DEINE AUFGABE.
Gib aus dem Ausgangstext den Abschnitt wörtlich wieder, der mit den Worten „Eigentlich sollte inzwischen“ beginnt und mit „ganze Quälerei durchzusetzen.“ schließt.

AUSGANGSTEXT.

Alles sieht wieder ganz normal aus. Alles? Nicht ganz.
Es gibt sie noch, die Maskenpflicht. Zugegeben zunehmend weniger, und geht es nach einigen Plänen, demnächst gar nicht mehr. Die Erleichterung ist vielen anzumerken, sie ist sogar sichtbar. Deutschland zeigt wieder Gesicht.
Nur einige Widerspenstige zeigen sich hartnäckig, von der Kanzlerin bis zum saarländischen Ministerpräsidenten. Da hilft auch kein Hinweis auf die aktuellen Infektionszahlen.
Die Freiheit von Mund und Nase bricht sich Bahn. Menschen tragen wieder offenes Visier, wie es sich für eine offene Gesellschaft gehört.
Das Ganze hat nur einen kleinen Haken. Zu dieser Gesellschaft gehört eben auch das, was man Rücksichtnahme und Verantwortung nennt. Und die scheinen inzwischen ein trauriges Dasein am Kleiderhaken neben der abgehängten Maske zu fristen.
Eigentlich sollte inzwischen ausreichend gelernt sein, dass die Masken weniger uns, sondern vor allem die anderen schützen. Es scheint wie beim Lernen in der Schule: Kaum ist die Prüfung vorbei, ist alles, was dazu notwendigerweise zu lernen war, wie in Luft aufgelöst. Irgendwo dort muss dann auch die für unmöglich gehaltene Möglichkeit rumschweben, dass man vielleicht in eine zweite Prüfung muss. Und dass man all das schließlich nicht für die Schule, sondern fürs Leben gelernt hat, war ja ohnehin wohl nur eine Schutzbehauptung, um die ganze Quälerei durchzusetzen.

VERFÜGBARE DATEN.
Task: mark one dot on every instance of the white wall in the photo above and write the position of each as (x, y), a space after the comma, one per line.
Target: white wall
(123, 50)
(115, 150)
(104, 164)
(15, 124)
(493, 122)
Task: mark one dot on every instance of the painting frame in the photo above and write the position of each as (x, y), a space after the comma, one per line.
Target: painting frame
---
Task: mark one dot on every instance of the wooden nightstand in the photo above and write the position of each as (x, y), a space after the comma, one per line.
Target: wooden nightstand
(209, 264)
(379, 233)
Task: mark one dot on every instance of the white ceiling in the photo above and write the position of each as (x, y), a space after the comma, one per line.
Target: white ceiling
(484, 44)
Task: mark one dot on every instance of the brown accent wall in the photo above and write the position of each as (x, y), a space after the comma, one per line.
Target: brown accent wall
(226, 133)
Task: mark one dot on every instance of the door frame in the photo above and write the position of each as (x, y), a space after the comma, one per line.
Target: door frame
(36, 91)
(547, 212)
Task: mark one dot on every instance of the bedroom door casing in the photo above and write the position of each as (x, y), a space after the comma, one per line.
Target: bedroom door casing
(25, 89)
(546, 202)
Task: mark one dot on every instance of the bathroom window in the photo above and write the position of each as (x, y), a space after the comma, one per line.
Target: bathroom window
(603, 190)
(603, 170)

ANTWORT ZUR AUFGABE.
Eigentlich sollte inzwischen ausreichend gelernt sein, dass die Masken weniger uns, sondern vor allem die anderen schützen. Es scheint wie beim Lernen in der Schule: Kaum ist die Prüfung vorbei, ist alles, was dazu notwendigerweise zu lernen war, wie in Luft aufgelöst. Irgendwo dort muss dann auch die für unmöglich gehaltene Möglichkeit rumschweben, dass man vielleicht in eine zweite Prüfung muss. Und dass man all das schließlich nicht für die Schule, sondern fürs Leben gelernt hat, war ja ohnehin wohl nur eine Schutzbehauptung, um die ganze Quälerei durchzusetzen.